> **作業課題 A**:
摂食障害についての随筆にある「そうした中で少しでも料理ができるとやはり自信になるなと思う。」を英語に訳せ。
> **作業課題 B**:
摂食障害についての随筆によると、体重は何kgから何kgに変わったか。
> **作業課題 C**:
摂食障害についての随筆を、最後の文の後から書き継げ。

第32話摂食障害と生きること、電子書籍を読むのをやめたこと

昨夜は2時までパートナーのケアと家事をこなし、消耗しきっていたので、FAUCHONのバターナイフでトーストにクリームチーズを塗ったものと、ほうれん草とベーコンのソテーを作って、SpodeのBlue Itarianにルイボスティーを淹れていただいてしまった。ほうれん草のソテーはパートナーもご所望だったので2人前を作った。

 自炊はひとり暮らしをしていた頃と、同棲時代の1年目ごろまではまだ持病のめまいや、病状がここまでひどくなかったので、3食担っていたが、2021年に今は絶縁した実母と、義母が離婚した元義父とのそれぞれの間で私が適応障害を発症したため、夕方になると調子を崩すことが増えて、夕食が作れなくなってしまった。

 めまいもなかなか厄介で、火を使った料理をするとめまいを起こして手元がしょっちゅう狂うので、凝った料理を作れなくなってしまった。だんだん年を追うごとにできなくなることが増えて、このまま12月に35歳を迎えたら、さらにできないことが増える気がして、気が重い。

 そのような中でも冷凍野菜や缶詰などを使って、簡単な調理は日々行なっていて、夕食作りはパートナーにお願いしている状態だが、それ以外の家事は私が担っている。

 そうした中で少しでも料理ができるとやはり自信になるなと思う。

 とはいえミルタザピンの副作用はなかなか重く、どうしても過食してしまう。と言っても一般的な過食と違い、ひと目見ても明らかに多すぎる量を一度に食べるのではなく、つらい気持ちになるとそれまでより2〜3割ほど食事量が増えるといったところで、それでも39kgだった体重は41kgになってしまい、通院日が来たら主治医に話すつもりでいる。

カロリーにすると1日だいたい960kcalほどしか摂れていない状態だったのが、1500kcalほどになっていて、それは太るな、と思う。

(保存データ)
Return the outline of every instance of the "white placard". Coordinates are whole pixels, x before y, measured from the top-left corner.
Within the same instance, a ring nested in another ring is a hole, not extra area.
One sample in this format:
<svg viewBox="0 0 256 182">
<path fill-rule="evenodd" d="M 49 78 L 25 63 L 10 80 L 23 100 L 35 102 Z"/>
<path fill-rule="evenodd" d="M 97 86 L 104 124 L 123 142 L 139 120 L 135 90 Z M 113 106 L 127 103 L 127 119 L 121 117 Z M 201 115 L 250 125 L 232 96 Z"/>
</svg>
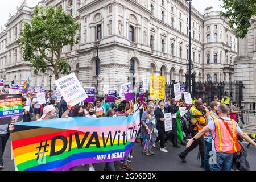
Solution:
<svg viewBox="0 0 256 182">
<path fill-rule="evenodd" d="M 185 107 L 180 107 L 180 117 L 182 117 L 183 115 L 187 113 L 187 110 Z"/>
<path fill-rule="evenodd" d="M 180 83 L 174 85 L 174 96 L 175 96 L 175 100 L 177 101 L 181 98 L 181 93 L 180 92 Z"/>
<path fill-rule="evenodd" d="M 71 106 L 88 98 L 75 73 L 55 80 L 54 83 L 67 104 Z"/>
<path fill-rule="evenodd" d="M 164 113 L 164 129 L 165 131 L 170 131 L 172 129 L 172 113 Z M 162 122 L 162 121 L 160 121 Z"/>
<path fill-rule="evenodd" d="M 10 89 L 9 94 L 18 94 L 19 90 Z"/>
<path fill-rule="evenodd" d="M 46 104 L 46 94 L 43 93 L 38 93 L 36 94 L 36 100 L 39 101 L 38 104 Z"/>
<path fill-rule="evenodd" d="M 183 92 L 184 98 L 185 99 L 185 102 L 187 104 L 193 104 L 192 102 L 191 96 L 189 92 Z"/>
</svg>

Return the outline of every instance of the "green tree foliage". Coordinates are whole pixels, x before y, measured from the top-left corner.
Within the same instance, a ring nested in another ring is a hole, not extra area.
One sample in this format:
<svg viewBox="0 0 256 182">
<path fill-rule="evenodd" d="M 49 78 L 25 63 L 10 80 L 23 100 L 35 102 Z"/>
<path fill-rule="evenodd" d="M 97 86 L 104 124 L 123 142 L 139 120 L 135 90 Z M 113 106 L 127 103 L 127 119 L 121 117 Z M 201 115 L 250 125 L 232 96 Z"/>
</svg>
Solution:
<svg viewBox="0 0 256 182">
<path fill-rule="evenodd" d="M 80 24 L 61 7 L 38 7 L 31 23 L 24 22 L 17 44 L 22 45 L 23 58 L 31 63 L 35 73 L 51 70 L 58 79 L 60 73 L 68 73 L 69 67 L 61 58 L 61 49 L 64 46 L 78 43 L 79 38 L 75 35 L 79 28 Z"/>
<path fill-rule="evenodd" d="M 243 38 L 250 26 L 250 19 L 256 15 L 256 0 L 222 0 L 226 12 L 220 15 L 228 19 L 236 36 Z"/>
</svg>

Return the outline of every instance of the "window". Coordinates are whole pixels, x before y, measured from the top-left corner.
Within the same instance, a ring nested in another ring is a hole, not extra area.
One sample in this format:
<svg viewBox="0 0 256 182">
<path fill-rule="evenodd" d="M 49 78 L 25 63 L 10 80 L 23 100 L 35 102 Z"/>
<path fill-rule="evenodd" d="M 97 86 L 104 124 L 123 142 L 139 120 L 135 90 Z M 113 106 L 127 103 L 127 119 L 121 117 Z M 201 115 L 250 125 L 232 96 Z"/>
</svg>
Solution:
<svg viewBox="0 0 256 182">
<path fill-rule="evenodd" d="M 150 48 L 151 49 L 153 49 L 153 36 L 150 35 Z"/>
<path fill-rule="evenodd" d="M 214 64 L 216 64 L 218 62 L 218 55 L 217 53 L 215 53 L 213 56 L 213 60 L 214 61 Z"/>
<path fill-rule="evenodd" d="M 164 52 L 164 40 L 162 40 L 161 46 L 162 46 L 162 52 Z"/>
<path fill-rule="evenodd" d="M 217 82 L 217 74 L 213 75 L 213 81 Z"/>
<path fill-rule="evenodd" d="M 132 26 L 129 27 L 129 40 L 134 42 L 134 28 Z"/>
<path fill-rule="evenodd" d="M 171 46 L 171 54 L 172 55 L 172 56 L 173 56 L 174 54 L 174 44 L 172 43 Z"/>
<path fill-rule="evenodd" d="M 207 64 L 210 64 L 210 55 L 208 54 L 207 55 Z"/>
<path fill-rule="evenodd" d="M 182 58 L 182 48 L 181 46 L 180 47 L 180 57 Z"/>
<path fill-rule="evenodd" d="M 218 34 L 217 33 L 215 33 L 213 35 L 214 42 L 218 42 Z"/>
<path fill-rule="evenodd" d="M 164 20 L 164 12 L 162 11 L 162 20 L 163 22 Z"/>
<path fill-rule="evenodd" d="M 97 40 L 101 39 L 101 25 L 97 26 Z"/>
<path fill-rule="evenodd" d="M 207 34 L 207 42 L 210 42 L 210 34 Z"/>
</svg>

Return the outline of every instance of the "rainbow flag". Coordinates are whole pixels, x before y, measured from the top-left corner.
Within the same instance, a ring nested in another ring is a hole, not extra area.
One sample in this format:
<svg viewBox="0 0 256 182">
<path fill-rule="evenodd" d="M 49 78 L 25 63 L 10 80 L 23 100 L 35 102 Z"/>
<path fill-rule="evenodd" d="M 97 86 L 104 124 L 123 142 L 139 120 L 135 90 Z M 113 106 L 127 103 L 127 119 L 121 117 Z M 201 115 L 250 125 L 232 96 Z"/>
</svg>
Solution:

> **演習結果 A**:
Under such circumstances, I think being able to cook even a little really does give me confidence.

> **演習結果 B**:
39kgから41kgになった。

> **演習結果 C**:
 だがこの調子でせめて43kg台までは体重を増やさないと、病状の改善が見込める余地はないことは頭ではわかっている。しかし、太るのが怖いという気持ちはなかなか消えない。

 自分自身が適応障害から発展したうつ病と、実親との絶縁や、義両親の離婚という、自力ではコントロール不能な環境に置かれたのがきっかけとなって、拒食状態に陥っていることはわかっているし、それから一年ほど経ってなお病状が改善しないことは未だに受け入れがたい。

 パートナーからも「両親のことはもう終わったことだから」と言われるし、主治医からもそのように諭されるので、いつまでも心身ともにひとりで引きずっている身が情けなく思えてきてしまう。

 しかし環境の急激な変化が私の病状を悪化させていることは間違いないのだろう。

 それをすぐに克服できないのは弱さゆえかもしれないが、しかしそれを間違っているというレッテルを貼られるのはなかなかつらいものがある。

 拒食状態のメンタリティの克服はそう簡単にできるものでもないのだと、覚悟は決めている。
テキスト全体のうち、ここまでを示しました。